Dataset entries
————————

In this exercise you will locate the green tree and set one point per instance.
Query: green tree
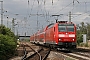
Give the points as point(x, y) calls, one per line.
point(7, 43)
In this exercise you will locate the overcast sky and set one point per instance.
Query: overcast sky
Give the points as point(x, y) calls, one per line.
point(25, 12)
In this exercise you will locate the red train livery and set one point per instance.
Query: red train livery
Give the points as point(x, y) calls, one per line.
point(61, 34)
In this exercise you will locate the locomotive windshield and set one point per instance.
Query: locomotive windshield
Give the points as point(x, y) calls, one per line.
point(66, 27)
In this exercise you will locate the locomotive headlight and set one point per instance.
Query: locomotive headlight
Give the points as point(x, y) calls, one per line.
point(71, 35)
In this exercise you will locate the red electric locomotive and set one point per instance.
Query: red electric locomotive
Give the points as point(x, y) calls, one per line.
point(61, 34)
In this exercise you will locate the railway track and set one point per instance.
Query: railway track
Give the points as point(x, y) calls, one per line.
point(40, 54)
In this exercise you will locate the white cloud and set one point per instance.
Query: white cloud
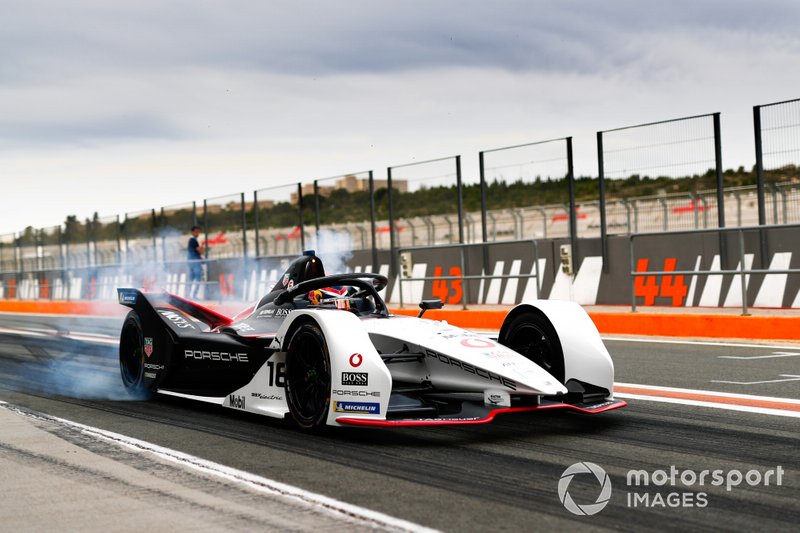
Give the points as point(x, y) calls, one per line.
point(120, 107)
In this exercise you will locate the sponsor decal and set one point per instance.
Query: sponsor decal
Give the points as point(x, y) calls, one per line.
point(176, 319)
point(236, 401)
point(472, 369)
point(355, 379)
point(497, 398)
point(500, 354)
point(126, 297)
point(368, 408)
point(216, 356)
point(358, 393)
point(277, 374)
point(262, 396)
point(477, 342)
point(274, 313)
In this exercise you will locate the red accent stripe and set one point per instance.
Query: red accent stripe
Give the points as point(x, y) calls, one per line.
point(220, 320)
point(445, 422)
point(721, 398)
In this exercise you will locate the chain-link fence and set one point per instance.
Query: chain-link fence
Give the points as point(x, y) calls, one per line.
point(662, 176)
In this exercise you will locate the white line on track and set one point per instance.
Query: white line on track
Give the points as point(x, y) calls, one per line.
point(751, 397)
point(700, 343)
point(787, 377)
point(714, 399)
point(257, 483)
point(729, 407)
point(772, 356)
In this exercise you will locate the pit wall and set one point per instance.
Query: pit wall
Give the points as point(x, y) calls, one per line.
point(775, 250)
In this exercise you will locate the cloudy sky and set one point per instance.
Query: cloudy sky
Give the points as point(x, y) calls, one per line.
point(121, 106)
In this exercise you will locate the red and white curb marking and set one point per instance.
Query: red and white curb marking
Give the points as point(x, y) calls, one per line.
point(766, 405)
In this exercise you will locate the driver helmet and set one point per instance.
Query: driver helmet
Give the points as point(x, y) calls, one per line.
point(337, 295)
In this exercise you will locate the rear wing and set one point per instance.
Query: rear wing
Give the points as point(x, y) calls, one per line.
point(144, 302)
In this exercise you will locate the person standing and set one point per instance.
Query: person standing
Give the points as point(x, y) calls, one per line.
point(195, 257)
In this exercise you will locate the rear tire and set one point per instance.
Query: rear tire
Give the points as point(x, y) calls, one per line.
point(308, 377)
point(532, 335)
point(131, 354)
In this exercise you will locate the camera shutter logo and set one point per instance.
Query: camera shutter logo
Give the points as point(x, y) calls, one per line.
point(602, 498)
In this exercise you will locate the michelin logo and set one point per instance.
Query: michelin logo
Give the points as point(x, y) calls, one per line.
point(367, 408)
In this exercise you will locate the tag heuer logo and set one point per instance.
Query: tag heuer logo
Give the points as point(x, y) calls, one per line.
point(357, 379)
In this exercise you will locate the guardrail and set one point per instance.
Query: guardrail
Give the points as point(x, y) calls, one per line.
point(405, 267)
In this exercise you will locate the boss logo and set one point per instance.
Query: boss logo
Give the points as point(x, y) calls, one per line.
point(355, 379)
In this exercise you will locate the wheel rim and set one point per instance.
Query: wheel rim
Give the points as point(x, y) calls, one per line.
point(308, 379)
point(533, 342)
point(131, 357)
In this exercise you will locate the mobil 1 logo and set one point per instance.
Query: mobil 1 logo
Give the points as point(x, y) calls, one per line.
point(355, 379)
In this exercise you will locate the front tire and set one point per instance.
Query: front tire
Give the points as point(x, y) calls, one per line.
point(308, 377)
point(131, 354)
point(532, 335)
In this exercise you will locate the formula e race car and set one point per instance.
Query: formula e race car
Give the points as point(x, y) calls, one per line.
point(325, 350)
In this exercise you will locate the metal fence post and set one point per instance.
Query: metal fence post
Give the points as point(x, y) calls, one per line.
point(459, 201)
point(723, 252)
point(573, 214)
point(256, 222)
point(602, 194)
point(244, 227)
point(393, 251)
point(372, 221)
point(632, 274)
point(302, 226)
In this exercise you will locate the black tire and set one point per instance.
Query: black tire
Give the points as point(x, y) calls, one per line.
point(308, 377)
point(532, 335)
point(131, 354)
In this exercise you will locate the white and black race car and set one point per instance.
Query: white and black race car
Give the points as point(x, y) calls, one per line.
point(325, 350)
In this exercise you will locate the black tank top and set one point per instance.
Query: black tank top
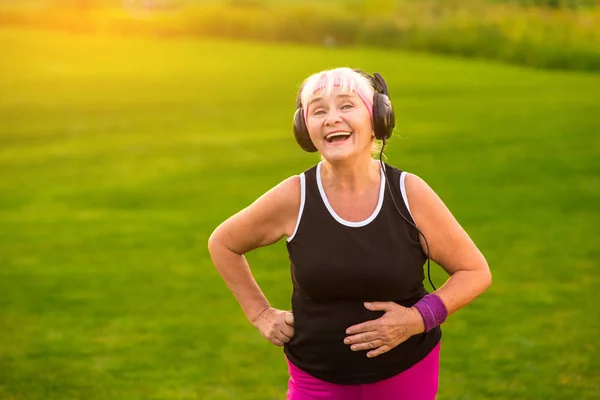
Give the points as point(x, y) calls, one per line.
point(336, 266)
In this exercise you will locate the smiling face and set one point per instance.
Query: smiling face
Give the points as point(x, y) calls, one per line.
point(339, 124)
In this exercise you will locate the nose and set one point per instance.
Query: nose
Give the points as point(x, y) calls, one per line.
point(333, 117)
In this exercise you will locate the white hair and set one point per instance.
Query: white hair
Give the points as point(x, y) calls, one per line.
point(346, 80)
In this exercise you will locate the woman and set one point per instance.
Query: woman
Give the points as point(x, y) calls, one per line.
point(362, 325)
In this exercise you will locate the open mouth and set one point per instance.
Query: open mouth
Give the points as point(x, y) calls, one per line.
point(338, 137)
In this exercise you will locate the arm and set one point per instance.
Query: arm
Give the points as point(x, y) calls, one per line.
point(450, 246)
point(264, 222)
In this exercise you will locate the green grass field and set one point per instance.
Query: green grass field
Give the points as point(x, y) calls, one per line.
point(119, 156)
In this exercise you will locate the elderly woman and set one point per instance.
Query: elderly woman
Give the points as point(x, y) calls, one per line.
point(358, 233)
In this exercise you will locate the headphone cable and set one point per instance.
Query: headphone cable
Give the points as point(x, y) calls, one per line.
point(387, 181)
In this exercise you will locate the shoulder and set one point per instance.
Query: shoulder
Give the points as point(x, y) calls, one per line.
point(424, 201)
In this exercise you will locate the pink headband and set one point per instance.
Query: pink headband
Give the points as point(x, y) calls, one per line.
point(368, 102)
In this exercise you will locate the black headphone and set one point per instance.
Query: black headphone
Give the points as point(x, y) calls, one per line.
point(384, 118)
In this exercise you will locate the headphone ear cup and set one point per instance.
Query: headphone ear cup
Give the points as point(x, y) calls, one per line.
point(384, 117)
point(301, 132)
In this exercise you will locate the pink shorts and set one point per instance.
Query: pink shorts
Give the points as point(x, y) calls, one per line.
point(419, 382)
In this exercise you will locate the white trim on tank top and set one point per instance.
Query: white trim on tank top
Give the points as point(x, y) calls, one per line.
point(302, 200)
point(340, 219)
point(403, 191)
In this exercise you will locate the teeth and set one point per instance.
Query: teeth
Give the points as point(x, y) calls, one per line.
point(336, 134)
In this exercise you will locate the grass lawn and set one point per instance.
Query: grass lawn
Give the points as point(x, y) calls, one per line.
point(119, 156)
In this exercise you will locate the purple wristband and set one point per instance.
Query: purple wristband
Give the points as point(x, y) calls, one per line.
point(432, 310)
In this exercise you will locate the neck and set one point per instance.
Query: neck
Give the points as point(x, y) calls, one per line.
point(356, 175)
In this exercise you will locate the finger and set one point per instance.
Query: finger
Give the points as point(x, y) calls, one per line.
point(367, 346)
point(287, 331)
point(379, 306)
point(289, 319)
point(364, 327)
point(283, 337)
point(379, 351)
point(361, 337)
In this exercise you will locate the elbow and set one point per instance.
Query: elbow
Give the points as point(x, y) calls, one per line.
point(486, 277)
point(214, 242)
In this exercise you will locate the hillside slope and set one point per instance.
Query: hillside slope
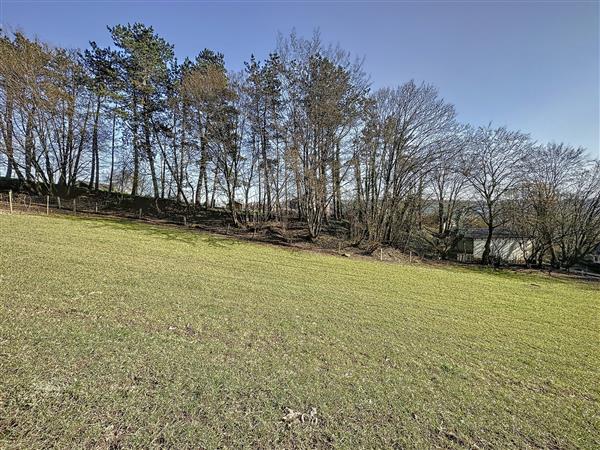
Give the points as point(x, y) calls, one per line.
point(121, 334)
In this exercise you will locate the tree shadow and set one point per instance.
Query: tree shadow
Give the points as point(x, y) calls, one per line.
point(164, 231)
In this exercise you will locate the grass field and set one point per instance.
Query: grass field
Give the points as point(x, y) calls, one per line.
point(121, 334)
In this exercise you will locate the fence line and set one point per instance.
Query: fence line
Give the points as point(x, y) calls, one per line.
point(19, 202)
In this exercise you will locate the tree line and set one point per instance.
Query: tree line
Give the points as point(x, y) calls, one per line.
point(301, 133)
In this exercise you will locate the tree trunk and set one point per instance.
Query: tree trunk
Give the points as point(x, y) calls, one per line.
point(112, 154)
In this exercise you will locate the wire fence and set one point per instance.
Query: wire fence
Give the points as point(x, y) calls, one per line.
point(15, 203)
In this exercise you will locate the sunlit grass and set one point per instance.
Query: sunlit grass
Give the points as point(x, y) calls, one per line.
point(120, 334)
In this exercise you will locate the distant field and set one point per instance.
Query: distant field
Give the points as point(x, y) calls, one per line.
point(121, 334)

————————

PROBLEM TO WORK ON: Rewrite everything from the start of the rows down through the line containing "point(120, 107)", replacing "Query" with "Target" and leaving all else unchanged. Omit the pictures from your answer.

RESULT OF THE EXERCISE:
In this exercise you will locate the green tree and set one point per instance.
Target: green tree
Give the points as point(x, y) calls, one per line.
point(7, 43)
In this exercise you will locate the overcast sky and set one point per instance.
Target: overcast sky
Give the points as point(x, y) calls, one per line.
point(25, 12)
In this exercise you will locate the red train livery and set one point per instance.
Target: red train livery
Give the points as point(x, y) calls, one per line.
point(61, 34)
In this exercise you will locate the locomotive windshield and set one point per instance.
Target: locomotive windshield
Give the points as point(x, y) calls, one per line.
point(66, 27)
In this exercise you will locate the locomotive headlight and set one point per instance.
Target: locomotive headlight
Give the points as point(x, y) calls, one per line.
point(71, 35)
In this exercise you will locate the red electric locomotive and set one point per instance.
Target: red electric locomotive
Give the points as point(x, y) calls, one per line.
point(61, 34)
In this exercise you will locate the railway track and set one point per instance.
Target: railway track
Give the points as point(x, y) calls, one per line.
point(40, 54)
In this exercise you will locate the white cloud and set one point per instance.
Target: white cloud
Give the points as point(x, y) calls, one per line.
point(120, 107)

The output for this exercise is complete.